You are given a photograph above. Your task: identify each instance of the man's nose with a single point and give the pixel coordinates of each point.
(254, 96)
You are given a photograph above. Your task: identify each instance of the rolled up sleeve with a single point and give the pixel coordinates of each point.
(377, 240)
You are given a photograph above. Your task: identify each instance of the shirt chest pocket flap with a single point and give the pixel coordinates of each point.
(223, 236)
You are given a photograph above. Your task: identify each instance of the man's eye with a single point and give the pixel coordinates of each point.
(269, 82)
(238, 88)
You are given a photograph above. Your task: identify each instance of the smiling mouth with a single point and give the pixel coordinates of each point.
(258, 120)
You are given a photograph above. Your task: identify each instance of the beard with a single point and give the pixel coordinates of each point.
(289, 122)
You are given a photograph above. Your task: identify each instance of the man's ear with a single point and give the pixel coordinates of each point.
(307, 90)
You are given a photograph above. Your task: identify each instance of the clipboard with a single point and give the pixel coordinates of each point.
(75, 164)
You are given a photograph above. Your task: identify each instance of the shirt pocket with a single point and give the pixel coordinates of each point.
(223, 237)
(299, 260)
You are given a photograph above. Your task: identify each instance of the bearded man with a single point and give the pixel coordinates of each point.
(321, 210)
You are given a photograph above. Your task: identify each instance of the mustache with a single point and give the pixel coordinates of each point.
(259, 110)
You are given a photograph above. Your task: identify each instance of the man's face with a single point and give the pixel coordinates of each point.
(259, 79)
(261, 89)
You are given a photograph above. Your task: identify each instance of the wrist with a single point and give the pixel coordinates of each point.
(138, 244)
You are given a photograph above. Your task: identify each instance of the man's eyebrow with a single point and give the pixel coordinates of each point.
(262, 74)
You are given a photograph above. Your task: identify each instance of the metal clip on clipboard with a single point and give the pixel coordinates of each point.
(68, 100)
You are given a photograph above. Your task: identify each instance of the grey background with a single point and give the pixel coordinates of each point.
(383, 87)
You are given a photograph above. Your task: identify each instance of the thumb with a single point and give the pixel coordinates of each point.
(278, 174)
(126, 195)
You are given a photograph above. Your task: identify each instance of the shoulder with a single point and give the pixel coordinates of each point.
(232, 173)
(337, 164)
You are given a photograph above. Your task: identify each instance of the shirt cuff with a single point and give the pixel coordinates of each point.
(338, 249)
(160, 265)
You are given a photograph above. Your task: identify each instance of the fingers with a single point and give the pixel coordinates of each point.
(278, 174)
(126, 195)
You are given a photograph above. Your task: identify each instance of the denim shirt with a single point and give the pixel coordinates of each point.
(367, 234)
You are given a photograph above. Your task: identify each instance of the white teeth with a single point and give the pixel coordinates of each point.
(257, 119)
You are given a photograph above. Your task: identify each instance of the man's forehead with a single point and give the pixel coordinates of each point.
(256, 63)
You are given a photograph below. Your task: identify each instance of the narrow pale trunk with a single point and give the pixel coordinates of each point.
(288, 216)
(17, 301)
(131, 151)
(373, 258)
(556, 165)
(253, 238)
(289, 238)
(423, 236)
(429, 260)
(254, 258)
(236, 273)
...
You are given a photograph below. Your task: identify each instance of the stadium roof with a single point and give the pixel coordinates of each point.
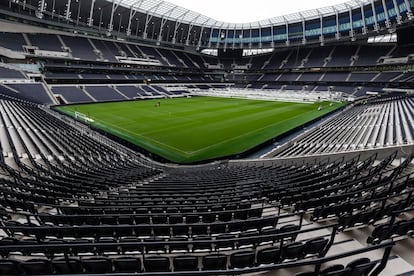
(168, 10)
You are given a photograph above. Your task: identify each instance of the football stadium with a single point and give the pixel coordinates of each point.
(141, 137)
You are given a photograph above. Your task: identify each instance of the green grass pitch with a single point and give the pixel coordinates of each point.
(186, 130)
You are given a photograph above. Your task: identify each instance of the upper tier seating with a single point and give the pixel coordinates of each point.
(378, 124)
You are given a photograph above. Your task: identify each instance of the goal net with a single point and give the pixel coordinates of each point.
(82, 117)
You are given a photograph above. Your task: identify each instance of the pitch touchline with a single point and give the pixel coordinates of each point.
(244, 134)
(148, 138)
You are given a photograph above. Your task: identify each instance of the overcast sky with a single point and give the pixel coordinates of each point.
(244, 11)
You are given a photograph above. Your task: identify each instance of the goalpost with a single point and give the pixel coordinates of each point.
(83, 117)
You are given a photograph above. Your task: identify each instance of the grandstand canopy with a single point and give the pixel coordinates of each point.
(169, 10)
* * *
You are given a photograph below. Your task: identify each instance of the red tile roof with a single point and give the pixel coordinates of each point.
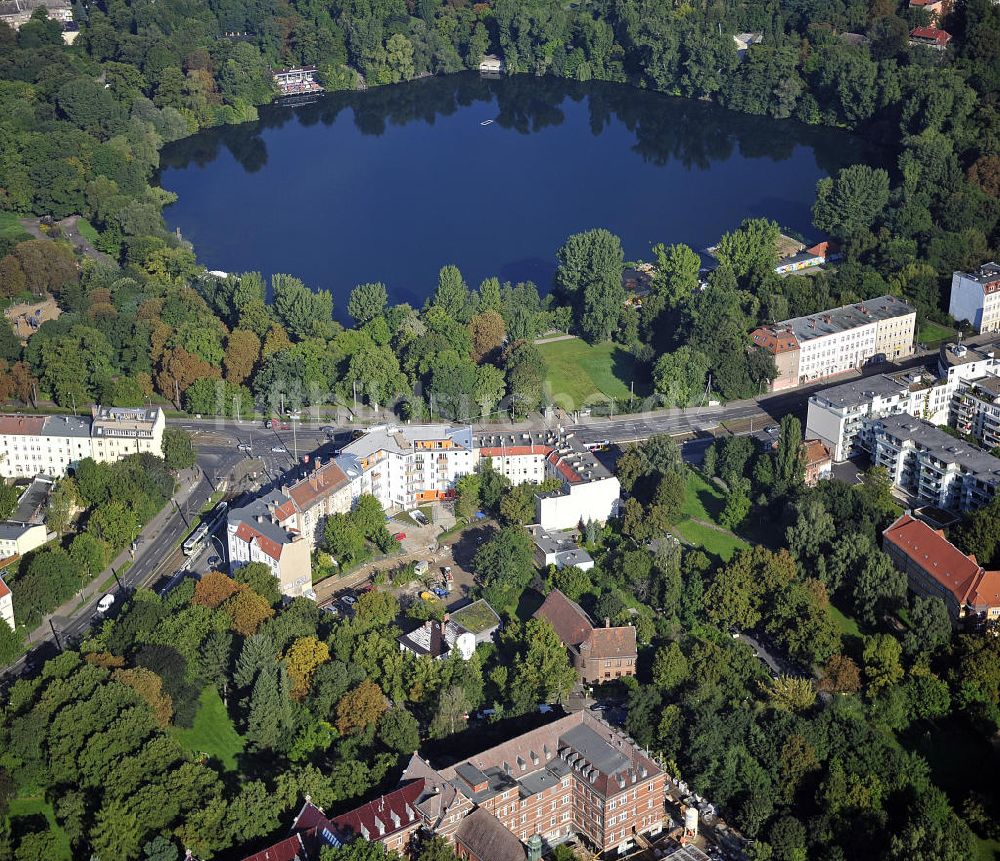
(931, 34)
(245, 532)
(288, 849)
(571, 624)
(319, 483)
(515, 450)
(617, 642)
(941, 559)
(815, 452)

SHORT TASK: Show every line above that contains the string "clipboard". The match is case-sensitive.

FINISHED TASK:
You are given a photograph above. Your task: identify each instance of the clipboard with a single point and give the pixel coordinates of each point.
You are given a photograph above. Your task: identify each instance of the metal clip on clipboard with a single point and give the pixel coordinates of each point.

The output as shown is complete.